**What is needed**
Retype every entry exactly, character for character.

**Data for this task**
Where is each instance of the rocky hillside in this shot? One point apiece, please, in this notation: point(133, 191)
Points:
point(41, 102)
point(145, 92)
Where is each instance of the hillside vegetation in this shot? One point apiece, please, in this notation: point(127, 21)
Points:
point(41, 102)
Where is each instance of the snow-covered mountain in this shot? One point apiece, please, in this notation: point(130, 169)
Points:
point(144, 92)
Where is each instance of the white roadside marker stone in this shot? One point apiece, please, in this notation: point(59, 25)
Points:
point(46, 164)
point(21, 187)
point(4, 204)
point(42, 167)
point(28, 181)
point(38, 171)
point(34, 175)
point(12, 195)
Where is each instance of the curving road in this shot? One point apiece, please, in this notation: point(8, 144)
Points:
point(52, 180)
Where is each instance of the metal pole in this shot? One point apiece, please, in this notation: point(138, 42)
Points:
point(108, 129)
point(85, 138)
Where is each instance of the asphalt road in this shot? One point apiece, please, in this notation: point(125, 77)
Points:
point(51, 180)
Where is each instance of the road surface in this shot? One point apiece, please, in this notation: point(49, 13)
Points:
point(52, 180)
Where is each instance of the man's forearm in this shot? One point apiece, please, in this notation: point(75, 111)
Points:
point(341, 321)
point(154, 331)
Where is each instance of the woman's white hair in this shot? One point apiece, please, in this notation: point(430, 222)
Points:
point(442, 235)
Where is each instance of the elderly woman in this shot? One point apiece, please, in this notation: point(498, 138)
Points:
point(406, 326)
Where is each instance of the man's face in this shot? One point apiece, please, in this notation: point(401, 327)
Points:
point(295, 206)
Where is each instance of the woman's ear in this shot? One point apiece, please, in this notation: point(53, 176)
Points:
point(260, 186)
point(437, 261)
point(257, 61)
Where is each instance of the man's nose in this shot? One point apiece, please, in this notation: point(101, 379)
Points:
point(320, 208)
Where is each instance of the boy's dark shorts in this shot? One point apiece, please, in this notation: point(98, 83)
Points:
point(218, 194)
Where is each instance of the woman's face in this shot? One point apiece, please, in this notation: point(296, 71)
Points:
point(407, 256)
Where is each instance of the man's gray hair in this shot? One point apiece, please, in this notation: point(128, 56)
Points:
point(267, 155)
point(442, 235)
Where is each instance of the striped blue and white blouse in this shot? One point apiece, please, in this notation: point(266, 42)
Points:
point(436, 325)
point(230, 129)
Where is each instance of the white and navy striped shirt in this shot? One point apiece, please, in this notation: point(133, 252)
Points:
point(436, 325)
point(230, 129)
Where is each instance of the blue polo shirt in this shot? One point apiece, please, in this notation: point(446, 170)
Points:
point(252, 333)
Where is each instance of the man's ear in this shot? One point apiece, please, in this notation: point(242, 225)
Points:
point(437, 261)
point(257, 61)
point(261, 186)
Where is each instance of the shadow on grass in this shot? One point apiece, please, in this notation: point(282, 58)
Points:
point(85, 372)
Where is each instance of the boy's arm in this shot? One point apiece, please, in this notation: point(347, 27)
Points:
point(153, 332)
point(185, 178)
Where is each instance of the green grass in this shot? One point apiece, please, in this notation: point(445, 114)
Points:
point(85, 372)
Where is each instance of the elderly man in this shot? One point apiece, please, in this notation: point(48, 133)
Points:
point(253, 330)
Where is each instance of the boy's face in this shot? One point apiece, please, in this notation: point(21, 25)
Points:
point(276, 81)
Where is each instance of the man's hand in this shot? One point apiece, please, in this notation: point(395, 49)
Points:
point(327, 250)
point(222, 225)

**Solution to this problem**
Where is each instance of the rocky hillside in this shot? One point apiece, please, in this notation: point(133, 191)
Points:
point(41, 102)
point(145, 92)
Where is each instance of the hillside vegetation in this shot? One point apiece, please, in this notation: point(127, 21)
Points:
point(41, 102)
Where is each instance of the snow-covered mountain in this shot? One point apiece, please, in this notation: point(130, 169)
Points:
point(144, 92)
Where is each instance of the white roadside marker stone in this shot? One point apiece, please, in this notation: point(59, 25)
Points:
point(46, 164)
point(21, 187)
point(4, 204)
point(42, 167)
point(28, 181)
point(38, 171)
point(34, 175)
point(12, 195)
Where is each instance of the curving road in this shot? One point apiece, please, in this notation: point(8, 144)
Points:
point(52, 180)
Where is each instance of the metal pole in this shot? One point apiece, please, in this notation: point(138, 42)
Points:
point(108, 129)
point(85, 138)
Where is each instance of the asphalt road in this shot? One point apiece, please, in this notation: point(125, 77)
Points:
point(51, 180)
Where is each instance of the road surface in this shot? One point apiece, please, in this notation: point(49, 13)
Points:
point(52, 180)
Where is each instance of the man's forearm in this shot? One point apiece, please, in this notation: point(75, 111)
Points:
point(341, 321)
point(154, 331)
Where is each instance of the woman's white hair in this shot? One point apiece, please, in this notation: point(430, 222)
Points:
point(442, 235)
Where is each instance of the elderly woman in this shot? One point apiece, please, in this notation: point(498, 138)
Points:
point(406, 326)
Where is each instance of the man's face in this shot? One point apiece, please, in this notation: point(401, 327)
Points:
point(295, 206)
Where is each instance of the woman's ear in this shot? One point apiece, please, in this notation: point(53, 176)
Points:
point(260, 186)
point(437, 261)
point(257, 61)
Where is each instance of the man's nose in this shot? One point apiece, please, in this notation: point(101, 379)
Points:
point(320, 208)
Where is each instance of the boy's dark shorts in this shot? One point apiece, please, in this notation: point(98, 83)
Points:
point(218, 194)
Where is each instance of the woman's face in this shot? One point apiece, please, in this notation: point(296, 71)
Points:
point(407, 256)
Where is each instance of the man's gray hair in this shot? One point apiece, please, in this notation: point(128, 56)
Points:
point(267, 155)
point(442, 235)
Where is each instance of the striped blue and white blouse in this shot? One point apiece, please, in this notation: point(266, 42)
Points:
point(436, 325)
point(230, 129)
Where is each instance of the white and navy striped shirt in this shot? One point apiece, please, in this notation: point(133, 252)
Points:
point(436, 325)
point(230, 129)
Where is each instance of the blue polo shirt in this shot? One point apiece, please, in this notation: point(446, 170)
Points:
point(252, 333)
Where is each instance of the man's ear in this shot? One point apiece, please, in this notation: point(242, 225)
Points:
point(437, 261)
point(257, 61)
point(261, 186)
Where is each instance of the shadow on grass in this shot? One point apiece, please, in this notation: point(282, 58)
Points:
point(85, 372)
Where is each instance of the boy's arm in this shot? One point apiece, please, in this notation: point(347, 27)
Points:
point(153, 332)
point(185, 178)
Where is each instance of the green grass in this shot? One point apiece, please, in this notation: point(445, 114)
Points:
point(85, 372)
Where is each instance of the elderly man in this shot? One point apiece, please, in this notation: point(48, 133)
Points:
point(253, 330)
Where is each instance of the boy's face in this shot? One point apiece, please, in this notation: point(21, 25)
Points:
point(276, 81)
Where is each instance of the man's hand in this shot? One point apiece, please, in this notation: point(395, 49)
Points:
point(327, 250)
point(222, 225)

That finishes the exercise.